[Labeled-object pointing entries]
------------------------------------
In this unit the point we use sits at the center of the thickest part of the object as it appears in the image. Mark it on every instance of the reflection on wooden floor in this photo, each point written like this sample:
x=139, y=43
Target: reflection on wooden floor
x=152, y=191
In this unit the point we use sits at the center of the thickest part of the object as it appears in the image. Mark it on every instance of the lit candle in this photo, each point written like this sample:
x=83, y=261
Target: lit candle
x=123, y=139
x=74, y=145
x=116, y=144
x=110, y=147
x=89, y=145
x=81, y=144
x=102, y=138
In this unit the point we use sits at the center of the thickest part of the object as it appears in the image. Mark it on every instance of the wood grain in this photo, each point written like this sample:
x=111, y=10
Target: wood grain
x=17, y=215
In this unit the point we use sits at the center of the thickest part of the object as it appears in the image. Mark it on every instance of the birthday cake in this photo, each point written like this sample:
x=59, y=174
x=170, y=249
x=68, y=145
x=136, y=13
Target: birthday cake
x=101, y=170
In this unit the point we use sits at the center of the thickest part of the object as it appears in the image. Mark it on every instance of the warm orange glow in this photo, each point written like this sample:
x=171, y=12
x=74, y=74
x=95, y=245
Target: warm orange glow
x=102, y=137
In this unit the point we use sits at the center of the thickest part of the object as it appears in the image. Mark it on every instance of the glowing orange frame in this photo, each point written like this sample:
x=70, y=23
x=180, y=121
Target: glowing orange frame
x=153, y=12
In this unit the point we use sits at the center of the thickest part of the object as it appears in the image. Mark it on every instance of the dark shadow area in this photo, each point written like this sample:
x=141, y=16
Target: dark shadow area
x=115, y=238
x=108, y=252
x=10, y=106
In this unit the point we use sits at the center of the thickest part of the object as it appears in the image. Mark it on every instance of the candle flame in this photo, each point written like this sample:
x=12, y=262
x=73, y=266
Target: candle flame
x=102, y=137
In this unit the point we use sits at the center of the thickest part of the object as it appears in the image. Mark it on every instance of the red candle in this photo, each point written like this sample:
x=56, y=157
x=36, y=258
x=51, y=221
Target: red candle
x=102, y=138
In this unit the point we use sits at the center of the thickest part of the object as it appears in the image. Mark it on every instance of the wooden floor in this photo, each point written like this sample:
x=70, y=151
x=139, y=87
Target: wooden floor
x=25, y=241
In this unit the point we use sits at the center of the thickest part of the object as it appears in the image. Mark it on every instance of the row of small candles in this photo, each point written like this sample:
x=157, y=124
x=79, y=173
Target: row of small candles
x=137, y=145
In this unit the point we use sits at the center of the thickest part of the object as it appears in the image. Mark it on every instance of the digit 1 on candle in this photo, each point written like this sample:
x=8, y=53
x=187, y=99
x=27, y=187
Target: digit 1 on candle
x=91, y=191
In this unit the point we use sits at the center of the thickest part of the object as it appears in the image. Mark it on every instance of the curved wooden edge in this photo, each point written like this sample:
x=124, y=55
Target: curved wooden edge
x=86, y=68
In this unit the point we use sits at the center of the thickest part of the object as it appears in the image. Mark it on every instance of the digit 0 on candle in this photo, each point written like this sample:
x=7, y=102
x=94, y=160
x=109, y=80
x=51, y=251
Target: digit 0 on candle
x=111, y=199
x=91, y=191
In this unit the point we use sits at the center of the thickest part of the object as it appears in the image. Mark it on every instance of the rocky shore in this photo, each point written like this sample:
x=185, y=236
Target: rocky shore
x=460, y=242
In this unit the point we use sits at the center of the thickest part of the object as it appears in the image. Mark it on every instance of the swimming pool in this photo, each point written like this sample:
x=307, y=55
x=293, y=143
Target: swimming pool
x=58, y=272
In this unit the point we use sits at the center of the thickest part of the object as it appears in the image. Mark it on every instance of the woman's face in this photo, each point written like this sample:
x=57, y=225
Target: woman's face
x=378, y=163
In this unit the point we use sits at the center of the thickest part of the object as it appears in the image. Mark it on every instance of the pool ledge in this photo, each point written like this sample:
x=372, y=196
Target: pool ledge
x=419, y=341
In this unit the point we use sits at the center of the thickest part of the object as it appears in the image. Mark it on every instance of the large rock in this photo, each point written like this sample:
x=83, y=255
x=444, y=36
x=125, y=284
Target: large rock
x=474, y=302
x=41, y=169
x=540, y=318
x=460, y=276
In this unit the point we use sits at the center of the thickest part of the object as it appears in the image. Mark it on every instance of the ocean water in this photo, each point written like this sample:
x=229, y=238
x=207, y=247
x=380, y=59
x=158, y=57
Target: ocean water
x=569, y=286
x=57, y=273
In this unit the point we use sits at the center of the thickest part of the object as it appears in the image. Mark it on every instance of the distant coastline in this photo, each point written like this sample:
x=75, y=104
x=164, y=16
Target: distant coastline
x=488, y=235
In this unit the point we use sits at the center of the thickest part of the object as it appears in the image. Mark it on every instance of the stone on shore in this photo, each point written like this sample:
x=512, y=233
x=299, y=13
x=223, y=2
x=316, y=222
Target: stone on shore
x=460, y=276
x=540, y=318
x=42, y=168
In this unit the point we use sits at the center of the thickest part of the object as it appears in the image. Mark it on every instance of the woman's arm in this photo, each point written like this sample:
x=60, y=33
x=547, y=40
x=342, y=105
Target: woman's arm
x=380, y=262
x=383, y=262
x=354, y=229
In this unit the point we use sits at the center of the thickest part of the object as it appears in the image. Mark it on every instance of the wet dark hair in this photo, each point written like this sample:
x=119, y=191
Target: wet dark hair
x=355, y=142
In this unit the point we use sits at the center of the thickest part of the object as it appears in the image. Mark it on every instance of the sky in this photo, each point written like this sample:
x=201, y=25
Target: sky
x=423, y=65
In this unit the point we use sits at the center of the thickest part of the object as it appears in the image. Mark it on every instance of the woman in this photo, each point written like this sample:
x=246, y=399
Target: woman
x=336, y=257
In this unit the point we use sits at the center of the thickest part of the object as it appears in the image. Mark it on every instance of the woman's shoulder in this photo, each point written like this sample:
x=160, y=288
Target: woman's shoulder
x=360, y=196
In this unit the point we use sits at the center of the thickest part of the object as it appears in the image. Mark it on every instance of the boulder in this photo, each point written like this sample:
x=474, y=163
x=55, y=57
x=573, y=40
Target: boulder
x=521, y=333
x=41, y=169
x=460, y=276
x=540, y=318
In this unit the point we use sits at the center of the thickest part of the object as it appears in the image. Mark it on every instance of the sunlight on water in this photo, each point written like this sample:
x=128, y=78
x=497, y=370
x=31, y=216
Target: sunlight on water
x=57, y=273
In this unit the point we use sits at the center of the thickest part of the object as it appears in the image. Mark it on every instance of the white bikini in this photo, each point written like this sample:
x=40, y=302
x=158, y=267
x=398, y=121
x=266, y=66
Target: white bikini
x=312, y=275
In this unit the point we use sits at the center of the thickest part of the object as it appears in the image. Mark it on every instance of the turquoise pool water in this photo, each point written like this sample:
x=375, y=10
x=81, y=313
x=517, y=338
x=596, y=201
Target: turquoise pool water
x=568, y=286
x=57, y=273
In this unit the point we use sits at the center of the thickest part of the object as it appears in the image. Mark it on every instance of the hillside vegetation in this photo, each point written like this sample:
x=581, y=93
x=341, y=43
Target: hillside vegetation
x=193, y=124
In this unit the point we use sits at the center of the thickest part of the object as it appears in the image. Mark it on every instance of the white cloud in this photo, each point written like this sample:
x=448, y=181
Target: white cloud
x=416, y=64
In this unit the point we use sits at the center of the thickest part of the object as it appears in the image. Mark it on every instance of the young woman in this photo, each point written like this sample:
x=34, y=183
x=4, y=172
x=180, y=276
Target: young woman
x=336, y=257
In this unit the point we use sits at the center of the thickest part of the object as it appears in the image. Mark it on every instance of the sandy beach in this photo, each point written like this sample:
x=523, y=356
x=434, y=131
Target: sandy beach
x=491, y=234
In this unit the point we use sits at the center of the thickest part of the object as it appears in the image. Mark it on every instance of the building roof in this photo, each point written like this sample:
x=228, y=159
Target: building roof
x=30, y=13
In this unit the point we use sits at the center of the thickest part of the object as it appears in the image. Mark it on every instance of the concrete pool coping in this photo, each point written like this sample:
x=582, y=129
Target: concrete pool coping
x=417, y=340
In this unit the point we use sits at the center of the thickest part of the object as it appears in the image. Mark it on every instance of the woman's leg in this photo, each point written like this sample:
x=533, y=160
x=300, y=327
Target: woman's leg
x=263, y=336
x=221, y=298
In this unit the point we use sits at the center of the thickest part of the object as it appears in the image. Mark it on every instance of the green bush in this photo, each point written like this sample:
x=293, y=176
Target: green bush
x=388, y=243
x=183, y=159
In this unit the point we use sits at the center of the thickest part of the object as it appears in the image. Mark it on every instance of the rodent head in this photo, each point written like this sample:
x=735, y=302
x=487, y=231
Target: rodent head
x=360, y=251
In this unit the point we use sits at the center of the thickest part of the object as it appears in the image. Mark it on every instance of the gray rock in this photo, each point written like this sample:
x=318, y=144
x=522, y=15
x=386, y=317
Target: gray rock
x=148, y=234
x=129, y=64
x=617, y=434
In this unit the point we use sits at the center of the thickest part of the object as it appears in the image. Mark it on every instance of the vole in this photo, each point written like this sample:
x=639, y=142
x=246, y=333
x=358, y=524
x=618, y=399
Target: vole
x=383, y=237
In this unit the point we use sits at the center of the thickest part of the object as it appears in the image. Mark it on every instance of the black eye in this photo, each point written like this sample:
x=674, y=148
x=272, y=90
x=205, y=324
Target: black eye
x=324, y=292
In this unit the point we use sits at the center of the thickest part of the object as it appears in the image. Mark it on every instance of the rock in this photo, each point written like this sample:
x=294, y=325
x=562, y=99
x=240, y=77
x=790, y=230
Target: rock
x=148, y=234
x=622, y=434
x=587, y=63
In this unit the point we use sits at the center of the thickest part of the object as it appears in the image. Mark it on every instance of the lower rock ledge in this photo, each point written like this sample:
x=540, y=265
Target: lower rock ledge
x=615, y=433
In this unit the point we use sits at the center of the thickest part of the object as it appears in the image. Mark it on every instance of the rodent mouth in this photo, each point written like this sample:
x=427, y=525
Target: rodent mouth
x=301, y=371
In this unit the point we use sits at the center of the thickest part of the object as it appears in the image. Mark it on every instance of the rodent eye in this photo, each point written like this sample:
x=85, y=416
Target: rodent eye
------------------------------------
__What you should do__: Copy out the items from the start through the line holding "x=152, y=191", inclusive, changing "wooden" to "marble" and leaving everything else as it is.

__Reply__:
In this unit the point we use sits at the center of the thickest part of the object as it appears in the image. Mark it on every instance of the reflection on marble floor in this photo, each point written like this sample:
x=139, y=43
Target: reflection on marble floor
x=152, y=191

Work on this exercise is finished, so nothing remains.